## SET TASK
Copy out every one of the following rows word for word, keeping each line as it stands.

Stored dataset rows
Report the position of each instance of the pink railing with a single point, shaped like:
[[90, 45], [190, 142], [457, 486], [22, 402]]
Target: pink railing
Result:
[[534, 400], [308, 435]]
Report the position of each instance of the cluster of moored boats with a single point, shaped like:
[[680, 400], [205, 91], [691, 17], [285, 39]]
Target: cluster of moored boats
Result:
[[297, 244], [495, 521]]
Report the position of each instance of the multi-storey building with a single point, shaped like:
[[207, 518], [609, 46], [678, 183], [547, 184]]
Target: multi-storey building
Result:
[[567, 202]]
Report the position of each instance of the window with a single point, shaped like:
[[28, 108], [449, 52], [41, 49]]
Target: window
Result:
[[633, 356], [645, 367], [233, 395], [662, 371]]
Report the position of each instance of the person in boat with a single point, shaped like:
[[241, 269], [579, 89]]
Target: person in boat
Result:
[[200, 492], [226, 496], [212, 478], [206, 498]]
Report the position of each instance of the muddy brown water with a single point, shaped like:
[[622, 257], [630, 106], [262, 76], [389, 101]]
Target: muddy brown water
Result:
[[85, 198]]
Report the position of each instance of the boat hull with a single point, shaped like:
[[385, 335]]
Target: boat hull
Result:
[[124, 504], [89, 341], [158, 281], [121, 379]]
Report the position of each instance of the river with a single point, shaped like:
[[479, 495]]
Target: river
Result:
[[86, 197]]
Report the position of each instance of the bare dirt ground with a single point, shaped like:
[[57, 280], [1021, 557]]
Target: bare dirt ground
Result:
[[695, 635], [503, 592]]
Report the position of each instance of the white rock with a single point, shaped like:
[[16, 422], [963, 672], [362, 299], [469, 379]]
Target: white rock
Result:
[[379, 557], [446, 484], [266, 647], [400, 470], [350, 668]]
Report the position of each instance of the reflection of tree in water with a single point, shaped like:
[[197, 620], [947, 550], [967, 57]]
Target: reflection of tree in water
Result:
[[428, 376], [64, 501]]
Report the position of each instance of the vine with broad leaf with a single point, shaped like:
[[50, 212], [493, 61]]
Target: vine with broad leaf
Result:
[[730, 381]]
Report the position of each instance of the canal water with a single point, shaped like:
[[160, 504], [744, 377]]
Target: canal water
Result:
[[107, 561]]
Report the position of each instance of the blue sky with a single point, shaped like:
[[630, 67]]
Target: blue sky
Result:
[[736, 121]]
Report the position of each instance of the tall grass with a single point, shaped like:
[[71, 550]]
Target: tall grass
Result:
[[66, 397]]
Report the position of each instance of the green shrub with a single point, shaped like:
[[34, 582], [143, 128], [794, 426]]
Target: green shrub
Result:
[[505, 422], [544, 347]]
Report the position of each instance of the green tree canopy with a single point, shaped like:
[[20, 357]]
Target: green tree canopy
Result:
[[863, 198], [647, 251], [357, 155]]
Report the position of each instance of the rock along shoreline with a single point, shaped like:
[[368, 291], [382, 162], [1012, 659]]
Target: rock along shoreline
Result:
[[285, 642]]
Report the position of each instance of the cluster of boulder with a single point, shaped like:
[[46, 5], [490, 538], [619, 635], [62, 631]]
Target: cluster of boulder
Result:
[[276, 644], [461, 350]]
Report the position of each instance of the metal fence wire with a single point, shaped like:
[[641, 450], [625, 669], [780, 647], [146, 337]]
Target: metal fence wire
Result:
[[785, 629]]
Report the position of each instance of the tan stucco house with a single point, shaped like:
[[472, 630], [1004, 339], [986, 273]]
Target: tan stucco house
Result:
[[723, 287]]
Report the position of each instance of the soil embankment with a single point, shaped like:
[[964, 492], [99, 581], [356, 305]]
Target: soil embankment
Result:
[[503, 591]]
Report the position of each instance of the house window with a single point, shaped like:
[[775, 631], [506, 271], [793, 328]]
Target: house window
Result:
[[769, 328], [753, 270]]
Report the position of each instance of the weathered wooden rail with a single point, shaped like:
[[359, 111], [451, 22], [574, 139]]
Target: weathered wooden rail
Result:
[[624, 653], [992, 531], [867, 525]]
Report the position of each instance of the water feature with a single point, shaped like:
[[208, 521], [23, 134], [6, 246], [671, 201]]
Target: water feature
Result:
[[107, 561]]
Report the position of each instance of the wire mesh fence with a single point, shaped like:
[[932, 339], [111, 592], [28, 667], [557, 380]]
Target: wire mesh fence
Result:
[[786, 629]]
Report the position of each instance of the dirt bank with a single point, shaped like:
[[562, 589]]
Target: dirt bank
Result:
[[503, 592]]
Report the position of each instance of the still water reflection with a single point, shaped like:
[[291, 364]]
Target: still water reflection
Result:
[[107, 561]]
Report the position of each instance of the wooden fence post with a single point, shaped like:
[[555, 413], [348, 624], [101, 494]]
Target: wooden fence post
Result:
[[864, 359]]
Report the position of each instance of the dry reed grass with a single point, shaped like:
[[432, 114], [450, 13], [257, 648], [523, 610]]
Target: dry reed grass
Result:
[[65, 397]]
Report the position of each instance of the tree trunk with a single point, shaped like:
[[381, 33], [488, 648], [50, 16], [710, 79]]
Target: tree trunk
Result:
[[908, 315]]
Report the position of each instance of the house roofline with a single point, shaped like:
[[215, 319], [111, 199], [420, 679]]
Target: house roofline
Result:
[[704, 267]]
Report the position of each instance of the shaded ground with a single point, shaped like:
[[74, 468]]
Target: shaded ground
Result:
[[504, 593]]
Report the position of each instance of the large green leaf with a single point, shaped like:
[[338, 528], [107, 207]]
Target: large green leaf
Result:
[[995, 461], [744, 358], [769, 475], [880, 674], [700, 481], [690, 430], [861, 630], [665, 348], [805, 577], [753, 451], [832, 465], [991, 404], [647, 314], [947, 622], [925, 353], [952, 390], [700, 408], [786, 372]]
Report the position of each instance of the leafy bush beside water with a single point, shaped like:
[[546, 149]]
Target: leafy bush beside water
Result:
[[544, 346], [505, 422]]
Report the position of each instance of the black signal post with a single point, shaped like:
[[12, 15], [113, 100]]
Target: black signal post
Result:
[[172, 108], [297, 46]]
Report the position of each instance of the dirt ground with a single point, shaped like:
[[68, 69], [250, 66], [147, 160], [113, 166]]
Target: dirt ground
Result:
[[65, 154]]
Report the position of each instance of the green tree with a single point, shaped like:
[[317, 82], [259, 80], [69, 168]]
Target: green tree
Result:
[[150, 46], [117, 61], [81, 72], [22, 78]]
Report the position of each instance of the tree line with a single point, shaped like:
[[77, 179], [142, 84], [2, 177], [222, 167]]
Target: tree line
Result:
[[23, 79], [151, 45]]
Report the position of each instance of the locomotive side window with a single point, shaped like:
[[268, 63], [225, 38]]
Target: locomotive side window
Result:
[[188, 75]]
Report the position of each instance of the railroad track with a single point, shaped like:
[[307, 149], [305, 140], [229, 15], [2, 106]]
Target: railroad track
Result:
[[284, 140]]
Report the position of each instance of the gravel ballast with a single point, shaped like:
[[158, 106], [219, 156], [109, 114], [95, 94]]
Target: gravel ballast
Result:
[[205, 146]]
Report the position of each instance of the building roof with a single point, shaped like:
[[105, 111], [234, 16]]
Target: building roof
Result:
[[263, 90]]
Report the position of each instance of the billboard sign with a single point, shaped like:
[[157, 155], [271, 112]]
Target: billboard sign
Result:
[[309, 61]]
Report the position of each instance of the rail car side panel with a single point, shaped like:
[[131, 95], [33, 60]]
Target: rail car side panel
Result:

## RESPONSE TO THIS EXERCISE
Report the position of each instance of the pink railing with a single point, shaped like:
[[90, 45], [190, 142], [457, 486], [22, 402]]
Target: pink railing
Result:
[[534, 400], [308, 435]]
Report the position of each instance of the cluster of moored boats with a single point, shaped like:
[[680, 400], [205, 91], [691, 17], [285, 39]]
Target: cluster of moored boats
Result:
[[297, 244], [495, 521]]
Report the position of each instance of the multi-storey building with a single point, shaped like:
[[207, 518], [609, 46], [678, 183], [547, 184]]
Target: multi-storey building
Result:
[[567, 202]]
Report the position of each instance of the window with a single point, shaped like:
[[28, 108], [449, 52], [41, 49]]
Target: window
Result:
[[633, 356], [645, 367], [233, 395], [662, 371]]
Report the position of each instance of the person in boat with a single point, shaped like:
[[241, 269], [579, 89]]
Target: person in boat
Result:
[[200, 492], [226, 496], [212, 478], [206, 498]]
Report the position of each instance of the muddy brown water with a single point, shaped like:
[[622, 257], [630, 106], [262, 76], [389, 101]]
Target: muddy brown water
Result:
[[85, 198]]
Report the position of each instance of the boat hull with a single point, shaped like:
[[385, 335]]
Target: boat hull
Result:
[[124, 504], [89, 341], [158, 281], [121, 379]]
Report the position of each instance of the river with a single point, shaped like:
[[479, 495]]
Target: river
Result:
[[86, 197]]
Report the position of each instance of the bare dirt ground with a single point, shaped like:
[[57, 280], [1021, 557]]
Target: bare dirt ground
Result:
[[695, 635], [503, 592]]
Report the position of each instance of the white rock with a single point, shaped like:
[[16, 422], [963, 672], [362, 299], [469, 379]]
Target: white rock
Result:
[[379, 557], [446, 484], [266, 647], [400, 470], [350, 668]]
Report the position of each instance of the reflection of tree in water with a single point, shaped like:
[[197, 620], [947, 550], [967, 57]]
Target: reflection of tree in water
Result:
[[428, 376], [64, 501]]
Report the position of each instance of the vine with broad leaf with a single point, shaped like:
[[50, 212], [493, 61]]
Target: vine with broad leaf
Result:
[[730, 381]]
Report the position of each instance of the canal water with a single point, shaped like:
[[160, 504], [744, 377]]
Target: canal water
Result:
[[107, 561]]
Report the position of each instance of the blue sky with a single point, shaped like:
[[630, 67]]
Target: blue sky
Result:
[[736, 121]]
Report the position of each instance of the tall grass with a single point, shaped like:
[[71, 550]]
Target: tall grass
Result:
[[66, 397]]
Report the position of each instance of the green shrub with a single point, shaped like:
[[34, 582], [143, 128], [794, 426]]
Target: green shrub
Result:
[[505, 422], [544, 347]]
Report the position of each instance of the green tree canopy with a single point, shaped like:
[[20, 357]]
Target: green tree canopy
Result:
[[863, 198], [647, 251], [357, 155]]
Report the position of each instance of the rock along shoreline with a single point, shaped like:
[[368, 291], [382, 162], [1012, 659]]
Target: rock along shoreline
Result:
[[285, 642]]
Report the position of each instance of the cluster of boulder with a single point, shaped like:
[[46, 5], [490, 538], [619, 635], [62, 631]]
Target: cluster of boulder
Result:
[[276, 644], [461, 350]]
Report the position of each instance of the metal fence wire with a single point, shaped like:
[[641, 450], [625, 669], [780, 647], [146, 337]]
Target: metal fence wire
Result:
[[785, 629]]
Report the position of each instance of the tan stucco house with a single point, shaped like:
[[472, 630], [1004, 339], [986, 273]]
Target: tan stucco house
Result:
[[723, 287]]
Report the position of each instance of the soil embankment with a single point, shaped like:
[[964, 492], [99, 581], [356, 305]]
Target: soil embankment
Result:
[[503, 591]]
Report the position of each instance of the house window with a single point, shaped like:
[[775, 631], [506, 271], [793, 328]]
Target: house window
Result:
[[769, 328], [753, 270]]
Report the position of each instance of the weathered wooden rail with a single point, shaped like:
[[359, 111], [451, 22], [574, 139]]
Target: weathered wooden rail
Result:
[[624, 653], [992, 531], [867, 525]]
Report the position of each instance of the water feature with a single point, shaped like:
[[208, 521], [23, 134], [6, 246], [671, 201]]
Target: water feature
Result:
[[107, 561]]
Report the position of each instance of the wire mesh fence with a single point, shaped like:
[[932, 339], [111, 592], [28, 667], [557, 380]]
Target: wire mesh fence
Result:
[[786, 629]]
Report the position of each instance of the dirt bank with a single point, shaped like:
[[562, 589]]
Target: dirt bank
Result:
[[503, 592]]
Report the position of each instance of the still water reflection with a single point, shaped like:
[[291, 364]]
Target: still water reflection
Result:
[[107, 561]]
Report the position of each instance of the wooden fence post with a single point, shaped like:
[[555, 413], [348, 624], [101, 494]]
Target: wooden fence post
Result:
[[864, 359]]
Report the position of each instance of the dry reed grass with a single point, shaped like:
[[432, 114], [450, 13], [257, 648], [523, 610]]
Target: dry reed grass
Result:
[[65, 397]]
Report the position of each instance of the tree trunk with a single point, shaped like:
[[381, 33], [488, 648], [50, 16], [710, 79]]
Target: tree trunk
Result:
[[908, 315]]
Report the position of each instance of the house roofline with a single point, shaped like:
[[215, 319], [111, 199], [420, 679]]
Target: house roofline
Result:
[[704, 267]]
Report the position of each instance of the shaded ground with a single point, shaped like:
[[74, 468]]
Target: shaded ground
Result:
[[504, 593]]
Report the position of each instance of the large green leaf with a single point, shaped like:
[[338, 528], [107, 207]]
Target: large green leaf
Result:
[[995, 461], [744, 358], [769, 475], [880, 674], [700, 481], [690, 430], [861, 630], [665, 348], [805, 577], [753, 451], [832, 465], [991, 404], [647, 314], [947, 622], [925, 353], [952, 390], [700, 408], [786, 372]]
Report the position of each instance of the leafy bush beside water with a single point, shaped like:
[[546, 149]]
Target: leafy bush beside water
Result:
[[544, 346], [505, 422]]
Report the position of each instance of the black signal post with a single point, shaped like:
[[12, 15], [113, 100]]
Target: black signal post
Result:
[[172, 108], [297, 46]]
Report the position of each instance of the dirt ground with a single point, shaped like:
[[68, 69], [250, 66], [147, 160], [113, 166]]
Target: dirt ground
Result:
[[65, 154]]
Report the position of each instance of the green tree with a single point, shaped like:
[[317, 82], [259, 80], [69, 168]]
Target: green tree
Result:
[[150, 46], [117, 61], [81, 72], [22, 78]]
Report the position of each instance of the tree line with a single point, shaped like:
[[77, 179], [142, 84], [2, 177], [222, 167]]
Target: tree line
Result:
[[23, 79], [151, 45]]
Report the position of each instance of the locomotive side window with a single point, shaped like:
[[268, 63], [225, 38]]
Target: locomotive side window
Result:
[[188, 75]]
Report the position of each instance of the railroad track with a single point, shaped like:
[[307, 149], [305, 140], [229, 15], [2, 106]]
Target: railroad track
Result:
[[284, 140]]
Report the position of each instance of the gravel ballast with a single point, shaped like:
[[158, 106], [219, 156], [109, 114], [95, 94]]
Target: gravel ballast
Result:
[[205, 146]]
Report the position of each instance of the building roof with a single point, shaped like:
[[105, 111], [234, 16]]
Target: building roof
Result:
[[263, 90]]
Report the position of each instance of the billboard sign with a single point, shaped like:
[[157, 155], [271, 112]]
Target: billboard sign
Result:
[[309, 61]]
Report the position of each instance of the rail car side panel with a single point, shaped like:
[[131, 95], [33, 60]]
Target: rail car side panel
Result:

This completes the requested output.